__Given request__:
Please pick out every line of the material below that contains the string "smokestack", and copy each one. Case counts.

__Data extract__:

= = = = =

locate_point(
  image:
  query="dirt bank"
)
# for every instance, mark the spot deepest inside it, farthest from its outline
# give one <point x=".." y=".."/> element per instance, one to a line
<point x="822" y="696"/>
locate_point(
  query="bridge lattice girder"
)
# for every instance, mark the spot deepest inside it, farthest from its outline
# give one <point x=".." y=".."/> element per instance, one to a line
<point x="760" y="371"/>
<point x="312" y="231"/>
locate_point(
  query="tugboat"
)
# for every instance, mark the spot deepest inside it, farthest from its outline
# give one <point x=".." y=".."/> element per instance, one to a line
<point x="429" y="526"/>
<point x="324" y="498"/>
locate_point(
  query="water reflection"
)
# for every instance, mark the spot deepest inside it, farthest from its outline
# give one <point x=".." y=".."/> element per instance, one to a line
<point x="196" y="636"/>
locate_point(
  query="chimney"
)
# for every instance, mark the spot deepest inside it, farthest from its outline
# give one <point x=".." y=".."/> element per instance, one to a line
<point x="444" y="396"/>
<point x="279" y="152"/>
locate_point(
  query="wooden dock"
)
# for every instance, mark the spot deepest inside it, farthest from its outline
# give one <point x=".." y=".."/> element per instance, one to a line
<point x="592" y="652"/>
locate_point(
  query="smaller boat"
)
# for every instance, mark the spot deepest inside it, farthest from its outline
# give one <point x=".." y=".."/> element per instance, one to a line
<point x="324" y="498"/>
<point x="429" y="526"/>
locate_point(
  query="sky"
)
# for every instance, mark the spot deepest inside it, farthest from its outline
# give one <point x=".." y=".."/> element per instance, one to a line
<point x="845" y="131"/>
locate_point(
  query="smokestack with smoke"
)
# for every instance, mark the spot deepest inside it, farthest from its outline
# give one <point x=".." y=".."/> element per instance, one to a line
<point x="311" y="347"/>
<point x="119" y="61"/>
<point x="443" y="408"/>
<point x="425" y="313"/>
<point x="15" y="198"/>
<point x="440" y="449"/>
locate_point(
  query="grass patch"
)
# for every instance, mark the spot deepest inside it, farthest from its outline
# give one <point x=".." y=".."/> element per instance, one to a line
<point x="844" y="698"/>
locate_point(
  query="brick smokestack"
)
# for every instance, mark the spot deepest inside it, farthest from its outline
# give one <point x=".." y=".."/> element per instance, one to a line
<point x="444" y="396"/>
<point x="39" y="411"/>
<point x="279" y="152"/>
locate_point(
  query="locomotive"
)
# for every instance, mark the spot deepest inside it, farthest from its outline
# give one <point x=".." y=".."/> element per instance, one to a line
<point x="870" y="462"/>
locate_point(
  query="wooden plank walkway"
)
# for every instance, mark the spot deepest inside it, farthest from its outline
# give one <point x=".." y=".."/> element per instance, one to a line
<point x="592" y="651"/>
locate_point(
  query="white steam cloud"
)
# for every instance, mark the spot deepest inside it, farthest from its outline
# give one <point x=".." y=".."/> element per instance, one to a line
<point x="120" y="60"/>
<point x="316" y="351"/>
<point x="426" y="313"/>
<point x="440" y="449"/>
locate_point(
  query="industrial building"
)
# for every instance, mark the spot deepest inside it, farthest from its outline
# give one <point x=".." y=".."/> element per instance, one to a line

= = = = =

__Correct output__:
  query="smokestack with smoke"
  query="brick smokestack"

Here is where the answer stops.